-- BEGIN --

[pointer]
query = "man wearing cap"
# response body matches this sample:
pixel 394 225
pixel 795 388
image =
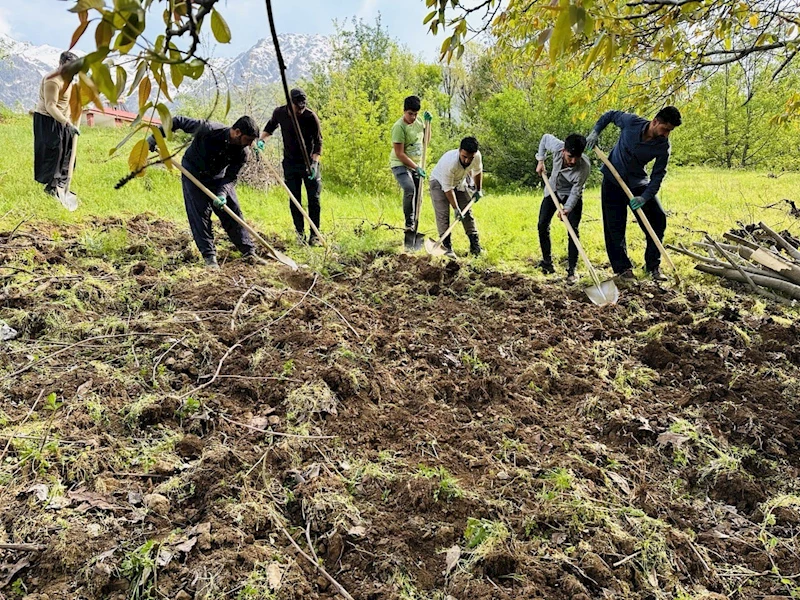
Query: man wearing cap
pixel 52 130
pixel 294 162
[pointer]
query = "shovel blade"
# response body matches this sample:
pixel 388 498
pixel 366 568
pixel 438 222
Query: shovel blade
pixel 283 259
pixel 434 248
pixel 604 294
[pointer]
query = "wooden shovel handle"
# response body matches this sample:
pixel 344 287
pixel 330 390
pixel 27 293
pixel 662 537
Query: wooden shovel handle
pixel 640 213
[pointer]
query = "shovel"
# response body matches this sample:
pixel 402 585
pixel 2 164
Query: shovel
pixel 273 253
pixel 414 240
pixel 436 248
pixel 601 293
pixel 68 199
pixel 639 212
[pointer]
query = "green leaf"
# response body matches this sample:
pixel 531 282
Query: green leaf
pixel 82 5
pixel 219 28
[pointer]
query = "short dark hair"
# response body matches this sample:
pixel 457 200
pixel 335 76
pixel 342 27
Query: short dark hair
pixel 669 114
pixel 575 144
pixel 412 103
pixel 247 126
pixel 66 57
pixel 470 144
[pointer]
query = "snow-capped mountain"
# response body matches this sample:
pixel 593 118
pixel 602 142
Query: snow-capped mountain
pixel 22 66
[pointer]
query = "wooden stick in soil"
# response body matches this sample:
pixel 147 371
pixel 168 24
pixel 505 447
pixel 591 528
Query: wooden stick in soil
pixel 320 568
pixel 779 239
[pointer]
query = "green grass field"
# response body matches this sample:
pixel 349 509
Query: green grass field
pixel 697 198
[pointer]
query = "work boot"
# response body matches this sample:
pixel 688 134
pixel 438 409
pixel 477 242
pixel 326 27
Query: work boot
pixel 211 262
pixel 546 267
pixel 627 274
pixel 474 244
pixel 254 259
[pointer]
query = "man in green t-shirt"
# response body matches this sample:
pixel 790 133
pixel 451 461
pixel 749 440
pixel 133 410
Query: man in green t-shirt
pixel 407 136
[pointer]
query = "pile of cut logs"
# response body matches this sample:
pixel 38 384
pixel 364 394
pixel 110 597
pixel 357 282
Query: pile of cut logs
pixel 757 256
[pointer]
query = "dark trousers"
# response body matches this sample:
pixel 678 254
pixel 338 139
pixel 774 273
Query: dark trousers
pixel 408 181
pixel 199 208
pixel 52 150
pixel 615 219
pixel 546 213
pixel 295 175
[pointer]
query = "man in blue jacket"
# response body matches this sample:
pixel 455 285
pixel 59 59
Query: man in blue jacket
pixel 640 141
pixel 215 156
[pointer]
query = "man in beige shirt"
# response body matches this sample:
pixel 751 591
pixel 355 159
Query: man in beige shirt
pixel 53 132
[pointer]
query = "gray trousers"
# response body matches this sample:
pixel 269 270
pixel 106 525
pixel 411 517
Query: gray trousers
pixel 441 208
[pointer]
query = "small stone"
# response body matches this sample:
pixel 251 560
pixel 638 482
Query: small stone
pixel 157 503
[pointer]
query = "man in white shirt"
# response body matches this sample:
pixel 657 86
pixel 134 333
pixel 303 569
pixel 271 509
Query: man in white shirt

-- END --
-- BEGIN --

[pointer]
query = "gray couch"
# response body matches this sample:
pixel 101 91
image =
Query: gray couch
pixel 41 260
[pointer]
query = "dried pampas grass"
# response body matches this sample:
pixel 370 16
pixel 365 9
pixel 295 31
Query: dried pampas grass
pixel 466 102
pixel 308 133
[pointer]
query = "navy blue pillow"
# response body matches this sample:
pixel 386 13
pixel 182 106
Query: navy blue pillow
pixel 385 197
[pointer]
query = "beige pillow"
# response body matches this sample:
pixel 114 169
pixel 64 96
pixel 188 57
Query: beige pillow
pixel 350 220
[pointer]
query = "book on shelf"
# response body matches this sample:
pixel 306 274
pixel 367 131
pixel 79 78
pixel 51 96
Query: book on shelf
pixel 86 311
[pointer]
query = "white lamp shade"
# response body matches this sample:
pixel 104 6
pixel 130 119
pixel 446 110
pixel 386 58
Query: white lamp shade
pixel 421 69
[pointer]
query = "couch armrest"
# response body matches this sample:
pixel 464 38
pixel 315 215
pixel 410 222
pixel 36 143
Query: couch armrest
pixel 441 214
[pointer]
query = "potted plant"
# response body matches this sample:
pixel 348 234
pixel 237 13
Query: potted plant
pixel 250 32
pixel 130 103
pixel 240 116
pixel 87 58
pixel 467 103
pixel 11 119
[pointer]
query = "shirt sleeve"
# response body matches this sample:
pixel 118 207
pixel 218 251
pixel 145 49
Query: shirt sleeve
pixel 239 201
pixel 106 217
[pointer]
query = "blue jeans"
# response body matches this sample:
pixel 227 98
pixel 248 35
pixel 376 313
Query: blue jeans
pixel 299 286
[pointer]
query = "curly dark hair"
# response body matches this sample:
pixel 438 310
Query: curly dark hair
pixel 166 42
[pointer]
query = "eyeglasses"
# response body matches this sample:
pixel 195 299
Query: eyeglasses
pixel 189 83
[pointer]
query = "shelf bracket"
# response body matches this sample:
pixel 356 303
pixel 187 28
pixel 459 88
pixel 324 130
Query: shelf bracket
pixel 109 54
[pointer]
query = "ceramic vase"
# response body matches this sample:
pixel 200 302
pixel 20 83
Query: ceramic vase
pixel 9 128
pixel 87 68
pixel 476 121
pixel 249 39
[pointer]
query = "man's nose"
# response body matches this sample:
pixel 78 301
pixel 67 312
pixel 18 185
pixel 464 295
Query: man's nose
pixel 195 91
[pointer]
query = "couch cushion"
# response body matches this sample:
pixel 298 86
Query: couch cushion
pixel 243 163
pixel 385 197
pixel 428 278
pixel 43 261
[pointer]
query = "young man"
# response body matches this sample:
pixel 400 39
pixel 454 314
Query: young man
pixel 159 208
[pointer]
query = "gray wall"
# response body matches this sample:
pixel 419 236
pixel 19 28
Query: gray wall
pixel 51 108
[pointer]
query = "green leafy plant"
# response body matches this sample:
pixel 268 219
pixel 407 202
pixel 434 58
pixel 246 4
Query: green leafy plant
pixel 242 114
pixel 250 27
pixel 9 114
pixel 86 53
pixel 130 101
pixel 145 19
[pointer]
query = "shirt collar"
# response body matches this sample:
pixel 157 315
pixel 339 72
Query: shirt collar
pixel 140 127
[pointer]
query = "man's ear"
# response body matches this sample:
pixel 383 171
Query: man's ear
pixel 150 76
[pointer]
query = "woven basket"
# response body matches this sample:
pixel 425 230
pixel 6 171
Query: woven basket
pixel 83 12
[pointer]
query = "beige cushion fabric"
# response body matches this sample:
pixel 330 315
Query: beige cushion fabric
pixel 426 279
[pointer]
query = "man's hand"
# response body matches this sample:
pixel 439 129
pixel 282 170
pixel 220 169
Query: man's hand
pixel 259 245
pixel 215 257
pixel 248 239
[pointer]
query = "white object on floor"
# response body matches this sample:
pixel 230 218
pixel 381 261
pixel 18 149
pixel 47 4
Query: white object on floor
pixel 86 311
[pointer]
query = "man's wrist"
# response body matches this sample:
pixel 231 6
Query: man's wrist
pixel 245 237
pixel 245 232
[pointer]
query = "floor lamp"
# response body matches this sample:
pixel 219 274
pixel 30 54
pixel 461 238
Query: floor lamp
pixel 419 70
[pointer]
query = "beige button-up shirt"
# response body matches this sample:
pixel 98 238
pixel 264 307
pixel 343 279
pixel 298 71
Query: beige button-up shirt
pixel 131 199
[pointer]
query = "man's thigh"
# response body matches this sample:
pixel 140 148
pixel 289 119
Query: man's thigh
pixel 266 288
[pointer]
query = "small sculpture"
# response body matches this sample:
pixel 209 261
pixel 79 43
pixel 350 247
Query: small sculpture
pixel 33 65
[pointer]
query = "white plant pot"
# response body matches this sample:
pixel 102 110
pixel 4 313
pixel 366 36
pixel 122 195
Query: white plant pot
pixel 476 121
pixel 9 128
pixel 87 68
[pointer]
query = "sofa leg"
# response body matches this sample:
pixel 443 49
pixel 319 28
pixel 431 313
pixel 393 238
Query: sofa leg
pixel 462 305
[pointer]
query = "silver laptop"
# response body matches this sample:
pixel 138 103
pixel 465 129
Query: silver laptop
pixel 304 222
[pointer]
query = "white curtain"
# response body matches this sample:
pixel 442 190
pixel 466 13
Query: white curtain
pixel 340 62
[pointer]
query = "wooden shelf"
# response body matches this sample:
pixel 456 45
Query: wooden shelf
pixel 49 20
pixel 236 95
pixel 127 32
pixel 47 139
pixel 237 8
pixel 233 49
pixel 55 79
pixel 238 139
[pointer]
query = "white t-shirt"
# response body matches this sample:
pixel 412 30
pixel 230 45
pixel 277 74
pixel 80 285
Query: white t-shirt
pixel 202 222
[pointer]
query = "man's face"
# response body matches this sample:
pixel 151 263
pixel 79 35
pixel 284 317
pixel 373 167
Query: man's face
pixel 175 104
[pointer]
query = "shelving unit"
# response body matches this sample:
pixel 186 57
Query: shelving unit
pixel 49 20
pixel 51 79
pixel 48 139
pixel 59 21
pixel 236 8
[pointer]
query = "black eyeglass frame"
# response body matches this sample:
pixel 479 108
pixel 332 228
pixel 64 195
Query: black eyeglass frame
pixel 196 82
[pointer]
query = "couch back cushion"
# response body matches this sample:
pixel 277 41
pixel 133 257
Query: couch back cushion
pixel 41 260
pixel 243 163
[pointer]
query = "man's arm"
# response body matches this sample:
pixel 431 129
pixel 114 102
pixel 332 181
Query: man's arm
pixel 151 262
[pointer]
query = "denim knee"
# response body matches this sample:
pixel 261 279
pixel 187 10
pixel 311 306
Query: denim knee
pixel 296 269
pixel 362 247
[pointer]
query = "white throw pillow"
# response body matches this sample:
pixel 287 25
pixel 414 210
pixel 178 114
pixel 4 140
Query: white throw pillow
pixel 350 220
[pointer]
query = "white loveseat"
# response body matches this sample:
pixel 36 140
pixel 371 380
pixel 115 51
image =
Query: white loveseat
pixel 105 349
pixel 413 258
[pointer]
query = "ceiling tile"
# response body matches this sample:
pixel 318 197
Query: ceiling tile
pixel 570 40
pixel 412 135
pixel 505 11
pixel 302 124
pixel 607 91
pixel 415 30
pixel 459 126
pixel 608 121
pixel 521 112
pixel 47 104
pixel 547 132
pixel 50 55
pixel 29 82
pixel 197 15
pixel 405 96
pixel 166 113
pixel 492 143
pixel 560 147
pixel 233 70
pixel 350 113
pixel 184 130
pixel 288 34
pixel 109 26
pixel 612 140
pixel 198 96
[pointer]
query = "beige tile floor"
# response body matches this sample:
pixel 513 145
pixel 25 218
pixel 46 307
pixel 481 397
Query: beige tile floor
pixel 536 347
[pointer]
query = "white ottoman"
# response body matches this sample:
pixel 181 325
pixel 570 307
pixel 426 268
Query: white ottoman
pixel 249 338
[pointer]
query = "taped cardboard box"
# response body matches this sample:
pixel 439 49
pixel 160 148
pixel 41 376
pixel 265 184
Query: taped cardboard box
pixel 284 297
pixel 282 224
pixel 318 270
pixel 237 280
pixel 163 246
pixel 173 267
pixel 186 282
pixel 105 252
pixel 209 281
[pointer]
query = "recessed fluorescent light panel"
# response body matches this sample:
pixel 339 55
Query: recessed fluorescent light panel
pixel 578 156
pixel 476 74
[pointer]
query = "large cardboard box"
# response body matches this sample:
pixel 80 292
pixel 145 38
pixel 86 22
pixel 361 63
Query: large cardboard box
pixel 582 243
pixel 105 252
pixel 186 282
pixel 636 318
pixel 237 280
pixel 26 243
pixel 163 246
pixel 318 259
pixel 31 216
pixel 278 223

-- END --

Can you collect every line of the material above that contains the word "tile" and list each one in full?

query = "ceiling tile"
Query: ceiling tile
query = "beige tile floor"
Query: beige tile floor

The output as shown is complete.